(Records contained in a dataset)
=== Begin Enclosure ===

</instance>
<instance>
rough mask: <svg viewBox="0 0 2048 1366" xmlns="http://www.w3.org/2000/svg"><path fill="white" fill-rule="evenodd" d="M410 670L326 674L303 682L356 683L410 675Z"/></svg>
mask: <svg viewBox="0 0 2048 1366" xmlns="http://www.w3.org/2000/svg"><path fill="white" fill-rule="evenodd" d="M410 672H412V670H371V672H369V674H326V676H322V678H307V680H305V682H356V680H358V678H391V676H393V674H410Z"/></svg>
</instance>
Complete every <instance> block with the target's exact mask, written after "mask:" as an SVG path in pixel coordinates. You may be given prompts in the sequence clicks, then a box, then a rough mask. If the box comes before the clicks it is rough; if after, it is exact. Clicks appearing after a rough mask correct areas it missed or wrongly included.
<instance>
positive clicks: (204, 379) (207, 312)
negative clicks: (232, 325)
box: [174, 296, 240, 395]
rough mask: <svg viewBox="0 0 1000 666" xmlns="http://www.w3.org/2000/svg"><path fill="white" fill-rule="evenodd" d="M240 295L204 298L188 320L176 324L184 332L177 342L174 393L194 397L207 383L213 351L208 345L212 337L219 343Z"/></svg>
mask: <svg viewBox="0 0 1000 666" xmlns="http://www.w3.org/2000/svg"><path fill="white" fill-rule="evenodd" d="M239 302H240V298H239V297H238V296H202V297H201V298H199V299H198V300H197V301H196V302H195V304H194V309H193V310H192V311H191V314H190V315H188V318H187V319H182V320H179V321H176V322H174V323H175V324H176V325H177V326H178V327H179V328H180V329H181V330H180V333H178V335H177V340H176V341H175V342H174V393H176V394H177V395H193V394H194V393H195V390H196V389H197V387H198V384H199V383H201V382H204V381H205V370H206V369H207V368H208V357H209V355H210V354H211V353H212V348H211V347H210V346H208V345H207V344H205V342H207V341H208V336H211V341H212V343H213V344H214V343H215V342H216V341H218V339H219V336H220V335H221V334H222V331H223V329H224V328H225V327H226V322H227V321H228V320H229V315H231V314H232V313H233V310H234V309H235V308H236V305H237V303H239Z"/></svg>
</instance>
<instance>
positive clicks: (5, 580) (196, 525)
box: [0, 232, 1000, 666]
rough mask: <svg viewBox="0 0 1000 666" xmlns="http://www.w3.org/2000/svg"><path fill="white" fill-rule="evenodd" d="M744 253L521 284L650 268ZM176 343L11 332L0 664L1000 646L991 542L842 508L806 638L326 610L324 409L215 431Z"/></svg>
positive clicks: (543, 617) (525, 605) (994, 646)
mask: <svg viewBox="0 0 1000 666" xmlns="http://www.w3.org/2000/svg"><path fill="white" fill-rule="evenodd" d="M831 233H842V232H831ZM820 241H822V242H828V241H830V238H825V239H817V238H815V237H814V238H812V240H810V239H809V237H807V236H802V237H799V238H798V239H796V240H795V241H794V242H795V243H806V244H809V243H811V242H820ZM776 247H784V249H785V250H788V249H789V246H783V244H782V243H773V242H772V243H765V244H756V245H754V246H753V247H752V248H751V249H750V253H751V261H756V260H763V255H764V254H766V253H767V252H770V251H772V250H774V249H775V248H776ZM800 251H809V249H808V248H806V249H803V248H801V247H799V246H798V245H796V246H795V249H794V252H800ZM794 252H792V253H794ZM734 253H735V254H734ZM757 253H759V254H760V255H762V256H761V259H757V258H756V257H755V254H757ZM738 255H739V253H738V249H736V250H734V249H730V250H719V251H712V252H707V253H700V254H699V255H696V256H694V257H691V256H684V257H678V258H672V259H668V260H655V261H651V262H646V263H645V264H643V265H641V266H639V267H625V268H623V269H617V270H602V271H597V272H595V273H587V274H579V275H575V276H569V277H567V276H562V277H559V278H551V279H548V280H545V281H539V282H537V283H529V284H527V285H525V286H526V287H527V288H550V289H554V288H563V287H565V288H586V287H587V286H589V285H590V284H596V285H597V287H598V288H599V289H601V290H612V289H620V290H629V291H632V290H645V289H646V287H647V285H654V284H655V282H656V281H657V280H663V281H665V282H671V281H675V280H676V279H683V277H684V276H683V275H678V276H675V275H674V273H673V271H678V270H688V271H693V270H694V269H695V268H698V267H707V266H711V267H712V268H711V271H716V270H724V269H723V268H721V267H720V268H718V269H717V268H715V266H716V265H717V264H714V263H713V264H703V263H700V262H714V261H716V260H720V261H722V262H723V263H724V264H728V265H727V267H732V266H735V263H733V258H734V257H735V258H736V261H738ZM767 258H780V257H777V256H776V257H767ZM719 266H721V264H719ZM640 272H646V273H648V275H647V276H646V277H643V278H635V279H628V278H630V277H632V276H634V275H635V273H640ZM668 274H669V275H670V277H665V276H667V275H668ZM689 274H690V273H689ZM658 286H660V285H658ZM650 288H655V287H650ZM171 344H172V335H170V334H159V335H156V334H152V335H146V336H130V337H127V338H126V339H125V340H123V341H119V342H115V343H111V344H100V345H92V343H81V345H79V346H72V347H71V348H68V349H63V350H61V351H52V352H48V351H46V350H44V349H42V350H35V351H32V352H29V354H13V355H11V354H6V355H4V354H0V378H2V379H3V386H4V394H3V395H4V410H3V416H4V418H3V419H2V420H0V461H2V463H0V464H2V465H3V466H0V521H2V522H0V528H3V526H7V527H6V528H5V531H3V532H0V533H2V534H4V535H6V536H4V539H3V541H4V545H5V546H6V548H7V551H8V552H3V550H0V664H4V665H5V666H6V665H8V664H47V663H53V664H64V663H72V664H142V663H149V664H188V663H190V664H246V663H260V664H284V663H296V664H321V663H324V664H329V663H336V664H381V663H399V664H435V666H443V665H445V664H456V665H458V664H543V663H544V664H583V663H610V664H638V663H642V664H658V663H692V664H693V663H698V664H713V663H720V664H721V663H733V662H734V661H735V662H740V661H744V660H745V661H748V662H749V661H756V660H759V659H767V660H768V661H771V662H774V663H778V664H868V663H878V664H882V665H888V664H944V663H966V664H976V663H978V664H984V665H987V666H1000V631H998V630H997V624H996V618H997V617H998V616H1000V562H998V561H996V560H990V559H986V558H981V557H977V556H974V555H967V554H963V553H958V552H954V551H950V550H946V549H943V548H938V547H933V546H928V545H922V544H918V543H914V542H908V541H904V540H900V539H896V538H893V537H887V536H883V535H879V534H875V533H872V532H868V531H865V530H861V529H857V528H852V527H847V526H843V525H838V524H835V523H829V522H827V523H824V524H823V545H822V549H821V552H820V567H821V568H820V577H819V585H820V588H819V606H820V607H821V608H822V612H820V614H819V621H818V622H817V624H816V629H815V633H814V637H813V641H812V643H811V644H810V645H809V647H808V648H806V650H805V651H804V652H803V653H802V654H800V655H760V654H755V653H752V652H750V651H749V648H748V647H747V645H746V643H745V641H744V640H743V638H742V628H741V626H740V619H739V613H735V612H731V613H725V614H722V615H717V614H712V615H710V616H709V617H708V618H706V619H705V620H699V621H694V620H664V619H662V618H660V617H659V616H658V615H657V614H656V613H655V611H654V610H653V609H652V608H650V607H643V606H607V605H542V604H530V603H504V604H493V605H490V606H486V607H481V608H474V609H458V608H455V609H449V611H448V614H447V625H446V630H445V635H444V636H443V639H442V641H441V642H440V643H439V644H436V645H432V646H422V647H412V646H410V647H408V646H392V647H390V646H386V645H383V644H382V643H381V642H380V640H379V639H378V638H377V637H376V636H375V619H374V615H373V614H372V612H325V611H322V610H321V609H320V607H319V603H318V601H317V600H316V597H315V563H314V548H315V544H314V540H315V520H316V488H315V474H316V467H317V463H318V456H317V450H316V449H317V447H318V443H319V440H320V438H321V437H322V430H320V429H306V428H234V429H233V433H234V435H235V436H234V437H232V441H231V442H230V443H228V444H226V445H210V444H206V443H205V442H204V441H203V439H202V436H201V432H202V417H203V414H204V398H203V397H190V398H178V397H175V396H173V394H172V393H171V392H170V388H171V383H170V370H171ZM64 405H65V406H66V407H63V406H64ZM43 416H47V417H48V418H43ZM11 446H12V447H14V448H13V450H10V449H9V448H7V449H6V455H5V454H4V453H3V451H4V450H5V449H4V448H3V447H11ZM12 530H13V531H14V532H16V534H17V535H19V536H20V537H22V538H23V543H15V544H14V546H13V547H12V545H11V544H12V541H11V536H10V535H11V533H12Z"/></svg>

=== End Enclosure ===

◆ Goal of the exercise
Restate word for word only the lines running from the beginning of the data to the line holding "box: [174, 296, 240, 395]", both included.

◆ Exercise solution
</instance>
<instance>
rough mask: <svg viewBox="0 0 2048 1366" xmlns="http://www.w3.org/2000/svg"><path fill="white" fill-rule="evenodd" d="M410 670L326 674L303 682L356 683L410 675Z"/></svg>
mask: <svg viewBox="0 0 2048 1366" xmlns="http://www.w3.org/2000/svg"><path fill="white" fill-rule="evenodd" d="M410 672H412V670H371V672H369V674H326V676H322V678H307V680H305V682H356V680H358V678H391V676H393V674H410Z"/></svg>
</instance>
Complete every <instance> block with the target's exact mask, written after "mask:" as an SVG path in pixel coordinates. You may be given prompts in the sequence clicks, then a box, then a rough mask. If the box comes before the clicks it is rough; if after, it is exact. Clicks appearing after a rough mask correct areas it missed or wrongly included.
<instance>
positive clicks: (204, 379) (207, 312)
negative clicks: (232, 325)
box: [174, 296, 240, 395]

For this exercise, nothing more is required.